TO DO: Could you rewrite the records, starting with the line containing "task | put a dot on every instance of the row" and going on through the end of the records, with "prayer wheel" replaced by "prayer drum" and nothing else changed? Leave the pictures out of your answer.

DATASET CONTENT:
— begin —

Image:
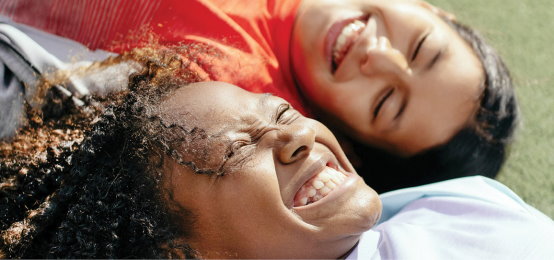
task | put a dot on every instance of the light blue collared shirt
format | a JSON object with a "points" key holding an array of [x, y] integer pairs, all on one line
{"points": [[466, 218]]}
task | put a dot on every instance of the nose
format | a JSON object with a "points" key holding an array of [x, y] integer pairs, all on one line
{"points": [[295, 143], [382, 59]]}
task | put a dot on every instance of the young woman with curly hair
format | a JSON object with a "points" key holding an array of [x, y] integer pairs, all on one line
{"points": [[172, 169], [418, 96]]}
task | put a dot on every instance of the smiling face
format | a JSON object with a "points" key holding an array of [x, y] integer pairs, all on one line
{"points": [[392, 72], [286, 189]]}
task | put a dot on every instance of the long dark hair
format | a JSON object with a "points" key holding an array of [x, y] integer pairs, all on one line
{"points": [[479, 149], [94, 191]]}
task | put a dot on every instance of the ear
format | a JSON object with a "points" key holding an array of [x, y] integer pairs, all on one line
{"points": [[437, 11]]}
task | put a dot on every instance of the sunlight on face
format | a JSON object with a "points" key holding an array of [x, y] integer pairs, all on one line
{"points": [[287, 189], [392, 72]]}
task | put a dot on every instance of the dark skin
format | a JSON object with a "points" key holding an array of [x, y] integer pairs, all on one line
{"points": [[250, 210], [404, 80]]}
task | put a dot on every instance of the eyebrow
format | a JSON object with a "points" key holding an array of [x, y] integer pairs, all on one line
{"points": [[434, 60]]}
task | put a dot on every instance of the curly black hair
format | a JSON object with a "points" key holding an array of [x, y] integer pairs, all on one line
{"points": [[91, 186]]}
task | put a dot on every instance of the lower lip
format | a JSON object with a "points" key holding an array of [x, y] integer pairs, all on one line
{"points": [[344, 187], [331, 38]]}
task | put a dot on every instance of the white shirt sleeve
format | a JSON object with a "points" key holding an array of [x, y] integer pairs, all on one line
{"points": [[467, 218]]}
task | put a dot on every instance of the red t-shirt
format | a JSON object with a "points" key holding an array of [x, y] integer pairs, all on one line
{"points": [[248, 39]]}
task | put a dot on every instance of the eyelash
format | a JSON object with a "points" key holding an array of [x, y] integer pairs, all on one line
{"points": [[257, 132]]}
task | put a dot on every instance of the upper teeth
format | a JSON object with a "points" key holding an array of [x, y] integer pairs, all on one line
{"points": [[341, 45], [319, 186]]}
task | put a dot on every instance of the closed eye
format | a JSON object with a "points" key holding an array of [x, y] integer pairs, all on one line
{"points": [[418, 47], [281, 110]]}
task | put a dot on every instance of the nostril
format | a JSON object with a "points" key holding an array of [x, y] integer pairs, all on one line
{"points": [[299, 150]]}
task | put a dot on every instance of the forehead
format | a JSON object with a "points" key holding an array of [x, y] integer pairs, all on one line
{"points": [[214, 106]]}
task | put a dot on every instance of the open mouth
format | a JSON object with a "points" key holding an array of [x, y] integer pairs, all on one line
{"points": [[319, 186], [345, 39]]}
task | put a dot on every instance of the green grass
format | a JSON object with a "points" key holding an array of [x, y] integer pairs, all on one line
{"points": [[523, 33]]}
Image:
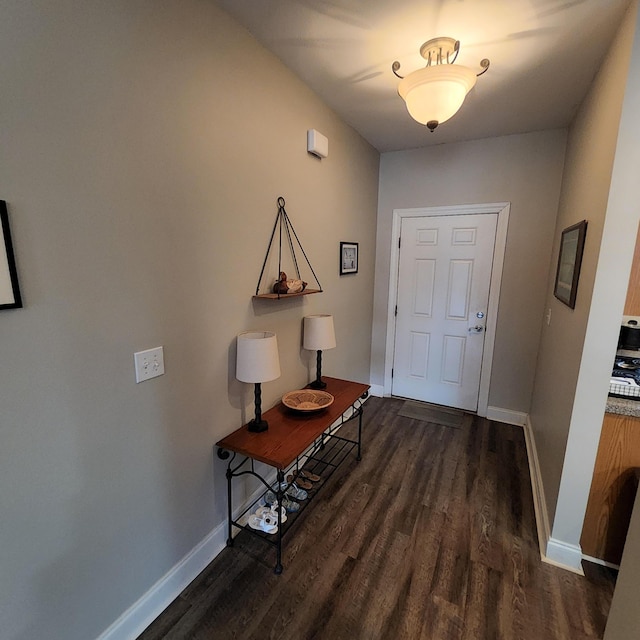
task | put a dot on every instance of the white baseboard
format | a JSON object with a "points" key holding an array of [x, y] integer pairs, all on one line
{"points": [[507, 415], [143, 612], [377, 390], [602, 563], [564, 555], [539, 501], [552, 551]]}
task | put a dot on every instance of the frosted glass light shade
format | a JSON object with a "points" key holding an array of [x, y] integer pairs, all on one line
{"points": [[257, 357], [319, 333], [435, 93]]}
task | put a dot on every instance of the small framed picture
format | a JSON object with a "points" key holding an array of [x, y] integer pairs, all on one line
{"points": [[9, 290], [569, 261], [348, 257]]}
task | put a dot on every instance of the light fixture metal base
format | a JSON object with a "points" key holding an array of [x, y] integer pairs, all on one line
{"points": [[440, 50]]}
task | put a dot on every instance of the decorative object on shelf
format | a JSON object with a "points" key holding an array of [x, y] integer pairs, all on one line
{"points": [[319, 334], [307, 400], [298, 287], [435, 93], [257, 361], [569, 261], [9, 290], [348, 257], [284, 285]]}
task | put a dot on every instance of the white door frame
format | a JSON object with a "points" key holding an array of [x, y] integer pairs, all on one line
{"points": [[500, 208]]}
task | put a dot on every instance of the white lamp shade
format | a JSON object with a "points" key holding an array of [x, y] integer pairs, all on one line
{"points": [[257, 357], [319, 333], [436, 92]]}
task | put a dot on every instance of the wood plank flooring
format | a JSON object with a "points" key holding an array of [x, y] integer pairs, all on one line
{"points": [[430, 537]]}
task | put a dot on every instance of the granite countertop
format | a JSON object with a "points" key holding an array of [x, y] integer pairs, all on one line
{"points": [[623, 407]]}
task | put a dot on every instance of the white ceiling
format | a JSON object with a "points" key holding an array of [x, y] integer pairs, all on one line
{"points": [[544, 54]]}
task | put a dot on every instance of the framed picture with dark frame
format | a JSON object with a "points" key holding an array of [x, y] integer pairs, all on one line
{"points": [[569, 261], [9, 289], [348, 257]]}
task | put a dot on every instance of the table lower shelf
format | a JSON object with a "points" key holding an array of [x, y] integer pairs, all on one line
{"points": [[323, 458]]}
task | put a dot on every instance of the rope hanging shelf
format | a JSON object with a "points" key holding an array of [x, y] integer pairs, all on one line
{"points": [[287, 233]]}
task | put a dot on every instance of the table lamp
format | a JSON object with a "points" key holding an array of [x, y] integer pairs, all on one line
{"points": [[319, 335], [257, 361]]}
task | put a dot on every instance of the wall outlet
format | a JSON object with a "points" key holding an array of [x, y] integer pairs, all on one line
{"points": [[149, 364]]}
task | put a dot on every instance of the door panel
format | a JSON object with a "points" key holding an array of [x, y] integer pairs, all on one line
{"points": [[444, 274]]}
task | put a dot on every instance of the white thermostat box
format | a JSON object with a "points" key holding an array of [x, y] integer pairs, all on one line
{"points": [[317, 144]]}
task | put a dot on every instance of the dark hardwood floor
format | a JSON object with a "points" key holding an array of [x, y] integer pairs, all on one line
{"points": [[431, 536]]}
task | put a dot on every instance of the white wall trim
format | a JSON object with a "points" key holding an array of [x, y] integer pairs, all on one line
{"points": [[602, 563], [502, 209], [539, 501], [143, 612], [377, 390], [564, 555], [507, 415], [552, 551]]}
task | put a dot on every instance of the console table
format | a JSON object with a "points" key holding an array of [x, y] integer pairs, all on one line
{"points": [[295, 440]]}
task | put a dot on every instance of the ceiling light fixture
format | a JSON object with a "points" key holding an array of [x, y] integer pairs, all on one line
{"points": [[434, 94]]}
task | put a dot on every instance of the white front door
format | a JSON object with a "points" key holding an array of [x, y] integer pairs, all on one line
{"points": [[444, 273]]}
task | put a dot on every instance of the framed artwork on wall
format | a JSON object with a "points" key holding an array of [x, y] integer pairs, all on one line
{"points": [[348, 257], [9, 289], [569, 261]]}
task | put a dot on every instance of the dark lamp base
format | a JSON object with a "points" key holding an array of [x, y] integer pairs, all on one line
{"points": [[258, 426]]}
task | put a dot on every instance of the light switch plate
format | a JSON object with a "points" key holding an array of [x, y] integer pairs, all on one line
{"points": [[149, 364]]}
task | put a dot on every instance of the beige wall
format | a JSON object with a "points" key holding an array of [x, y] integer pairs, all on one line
{"points": [[585, 195], [525, 170], [143, 146]]}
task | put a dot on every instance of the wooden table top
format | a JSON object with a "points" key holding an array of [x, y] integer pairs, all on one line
{"points": [[291, 432]]}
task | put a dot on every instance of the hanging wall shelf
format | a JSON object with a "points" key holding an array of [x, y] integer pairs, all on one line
{"points": [[287, 233]]}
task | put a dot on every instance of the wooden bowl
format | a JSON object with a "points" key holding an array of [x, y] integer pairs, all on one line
{"points": [[307, 400]]}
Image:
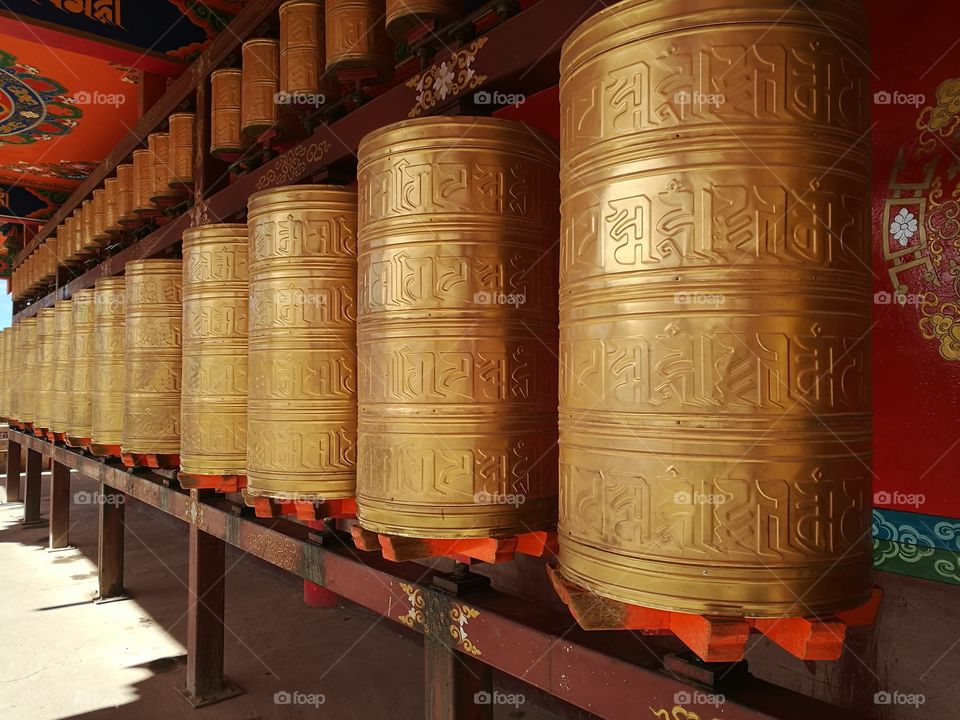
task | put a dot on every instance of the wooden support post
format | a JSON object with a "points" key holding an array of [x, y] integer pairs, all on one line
{"points": [[458, 687], [205, 682], [110, 544], [59, 507], [13, 471], [31, 495]]}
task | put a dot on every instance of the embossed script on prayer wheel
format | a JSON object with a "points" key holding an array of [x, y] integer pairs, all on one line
{"points": [[46, 359], [404, 15], [715, 307], [25, 386], [78, 375], [214, 404], [108, 335], [226, 112], [356, 38], [261, 59], [301, 46], [151, 367], [62, 395], [302, 413], [182, 128], [457, 329]]}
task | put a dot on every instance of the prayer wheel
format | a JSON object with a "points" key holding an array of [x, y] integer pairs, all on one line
{"points": [[80, 373], [301, 47], [25, 384], [151, 358], [715, 424], [226, 113], [356, 40], [44, 369], [106, 416], [180, 159], [213, 414], [457, 329], [261, 59], [405, 15], [302, 413], [62, 396]]}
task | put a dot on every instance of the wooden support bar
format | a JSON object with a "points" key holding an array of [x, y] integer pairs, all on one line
{"points": [[110, 543], [59, 507], [31, 495], [13, 470]]}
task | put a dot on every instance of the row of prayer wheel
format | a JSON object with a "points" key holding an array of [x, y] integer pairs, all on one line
{"points": [[702, 328]]}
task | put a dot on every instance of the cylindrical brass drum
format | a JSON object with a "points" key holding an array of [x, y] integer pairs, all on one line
{"points": [[715, 307], [62, 367], [301, 47], [356, 38], [106, 417], [182, 128], [260, 86], [25, 373], [45, 364], [128, 192], [151, 367], [226, 112], [457, 329], [143, 206], [213, 413], [80, 372], [302, 412], [404, 15]]}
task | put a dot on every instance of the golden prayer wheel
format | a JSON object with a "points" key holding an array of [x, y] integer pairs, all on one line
{"points": [[213, 413], [143, 177], [80, 374], [128, 192], [457, 327], [112, 216], [159, 146], [715, 307], [180, 159], [301, 47], [44, 365], [152, 358], [356, 39], [405, 15], [62, 396], [25, 380], [106, 419], [302, 415], [260, 86], [226, 113]]}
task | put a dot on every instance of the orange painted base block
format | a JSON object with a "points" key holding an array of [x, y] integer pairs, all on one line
{"points": [[490, 550], [266, 507], [150, 460], [220, 483], [714, 638]]}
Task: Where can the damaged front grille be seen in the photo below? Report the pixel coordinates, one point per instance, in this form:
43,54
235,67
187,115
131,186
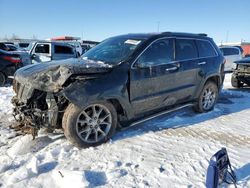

— end —

WRITTEN ANSWER:
task | put a dot on every instance of the row of prayer drum
format | a JSON object with a "points" key holding an array of [x, y] integer pairs, all on one line
{"points": [[702, 328]]}
task | put a dot on every instance of the cylindrical brass drum
format | a JSON object with a "points" key holding an array of [x, y] integer pairs, all on one line
{"points": [[715, 307], [62, 367], [301, 47], [356, 38], [106, 417], [182, 128], [260, 86], [25, 373], [45, 364], [128, 192], [151, 367], [226, 112], [457, 329], [143, 206], [213, 413], [80, 372], [302, 412], [404, 15]]}
task | put a dot on every instance of the golden prayer drum
format | a JSON object with a "points" key holding an array of [x, y] integer pairs, all on one line
{"points": [[213, 413], [143, 177], [80, 374], [128, 192], [457, 327], [112, 216], [159, 146], [715, 307], [180, 159], [301, 47], [44, 365], [152, 358], [356, 39], [405, 15], [62, 396], [25, 380], [106, 419], [302, 415], [260, 86], [226, 113]]}
task | put a dot on every instance of the orange painted base block
format | a JSON object with a "points" key holding an array of [x, y] integer pairs, all on one line
{"points": [[490, 550], [266, 507], [150, 460], [220, 483], [714, 638]]}
Task: Where can the damaged front grille be seen in the photo below? Report the pixel coordinates, one point per instance, in this form:
43,54
235,67
187,115
131,186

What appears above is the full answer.